== Document segment ==
Engineering for Scale: How Our Pipeline Runs 20M+ Pages a Day on Commodity Hardware
A technical overview of the architecture, engineering choices, and operational controls that make a nationally deployed medical evidence system reliable, auditable, and cost‑predictable
This article documents the concrete architecture and operational patterns that let our production system process 20 million+ pages of medical evidence per day for a large, unnamed government agency in the medical and healthcare domain. It preserves proprietary details while explaining the design decisions, trade-offs, and controls that matter when you move from pilot to national deployment.
Core design principle — PostgreSQL as the pipeline backbone
At the heart of our architecture is a task pipeline implemented on PostgreSQL. We selected PostgreSQL over messaging systems such as Kafka because it gives us maximum flexibility in how and when tasks are processed and lets the database act as the orchestrator of work.
Key capabilities enabled by PostgreSQL
- Workload grouping and prioritization — tasks are grouped into workloads and prioritized against each other so interactive work can be prioritized over background processing.
- Duplicate suppression — once a task exists in the queue, we do not add duplicates, thus saving large amounts of redundant processing.
- Advanced dependency graph — tasks declare dependencies; some task types run in parallel while others wait. Because tasks are added dynamically, execution order can change after insertion and PostgreSQL lets us manage that reliably.
- Retry semantics — built‑in retry logic handles network and external system failures.
This approach makes the database more than storage: it becomes the source of truth for orchestration, enabling deterministic behavior, strong consistency, and rich operational controls.
Self‑registering servers and true dynamic scaling
Servers self‑register with the pipeline. Install the software, run it, and the server appears in the system with no additional configuration required. Because servers can be added or removed at any time without manual reconfiguration, the platform supports true dynamic scaling.
- Plug‑and‑play scaling — new workers join automatically; retired workers drain and leave without manual intervention.
- Central configuration — all system parameters are stored in the database so operational changes can be made centrally and take effect immediately.
- Horizontal and vertical scaling — breaking processing into smaller steps enables horizontal distribution; self‑registration and central configuration enable rapid capacity changes.
This model simplifies operations and makes capacity changes predictable, auditable, and low‑risk.
Document model — process as a unit, serve as pages
We process documents as single logical units because clinical constructs such as encounters often span many pages and must be interpreted in context. For user experience and browser performance we:
- Split documents into individual pages and cache them in a custom distributed file store.
- Serve pages on demand so examiners load only a few pages at a time, keeping the UI responsive even for documents that are thousands of pages long.
This hybrid model preserves clinical context for NLP while delivering a responsive, practical UI.
PDF extraction, QA, and OCR fallback
Text extraction and quality assurance are foundational to reliable downstream extraction.
- We use PDFBox APIs to extract text and enable us to perform automated checks such as detecting pages that contain images with embedded text but have no underlying text layer and detecting garbage characters. PDFBox provides the primitives; our code implements the domain‑specific checks and remediation logic.

== Data provided ==
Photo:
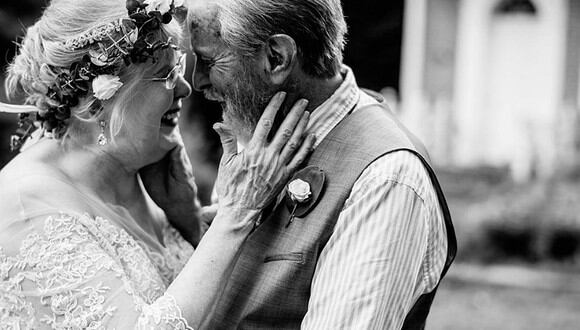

== List of tasks ==
1/ Name every capability that the pipeline article lists as enabled by PostgreSQL.
2/ Using the pipeline article, answer these questions:
(a) Which messaging system is named as the alternative to PostgreSQL?
(b) Where are all system parameters stored?
(c) Whose APIs are used to extract text from PDFs?
3/ From the pipeline article, write out the stretch from "Key capabilities enabled" through "external system failures.".
The data comes from a separate source, not from the pipeline article.

== Task responses ==
1/
- Workload grouping and prioritization
- Duplicate suppression
- Advanced dependency graph
- Retry semantics

2/
(a) Kafka
(b) In the database
(c) PDFBox

3/
Key capabilities enabled by PostgreSQL
- Workload grouping and prioritization — tasks are grouped into workloads and prioritized against each other so interactive work can be prioritized over background processing.
- Duplicate suppression — once a task exists in the queue, we do not add duplicates, thus saving large amounts of redundant processing.
- Advanced dependency graph — tasks declare dependencies; some task types run in parallel while others wait. Because tasks are added dynamically, execution order can change after insertion and PostgreSQL lets us manage that reliably.
- Retry semantics — built‑in retry logic handles network and external system failures.